### What is needed:
Arrange the part of the listing below that opens with the line containing "Objective — one point per instance of the snow" and closes with the line containing "Target: snow chunk on road" as a Markdown table with the columns Number and Line. Give each line its own numbered row, and leave out blank lines.

### Extracted entries:
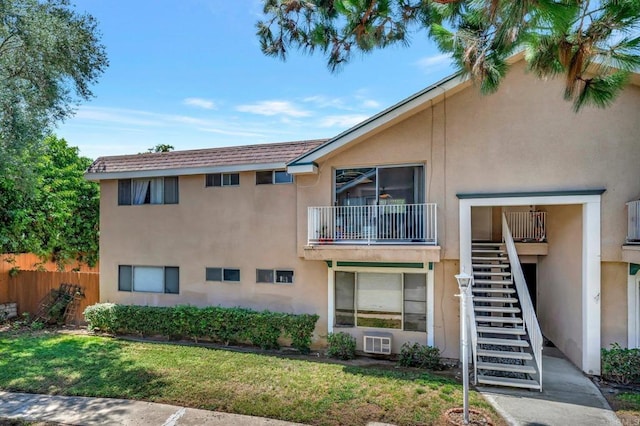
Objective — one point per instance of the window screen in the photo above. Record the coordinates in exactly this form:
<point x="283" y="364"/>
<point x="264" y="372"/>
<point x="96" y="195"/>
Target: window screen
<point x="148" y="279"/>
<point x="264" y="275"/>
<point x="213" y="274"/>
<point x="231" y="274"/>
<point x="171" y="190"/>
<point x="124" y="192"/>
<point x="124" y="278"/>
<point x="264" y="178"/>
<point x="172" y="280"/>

---

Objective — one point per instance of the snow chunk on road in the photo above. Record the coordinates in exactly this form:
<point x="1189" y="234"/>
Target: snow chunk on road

### Answer to this problem:
| Number | Line |
|---|---|
| 1 | Objective — one point per instance of the snow chunk on road in the photo above. Record the coordinates in exactly this form: |
| 2 | <point x="1189" y="234"/> |
| 3 | Target: snow chunk on road |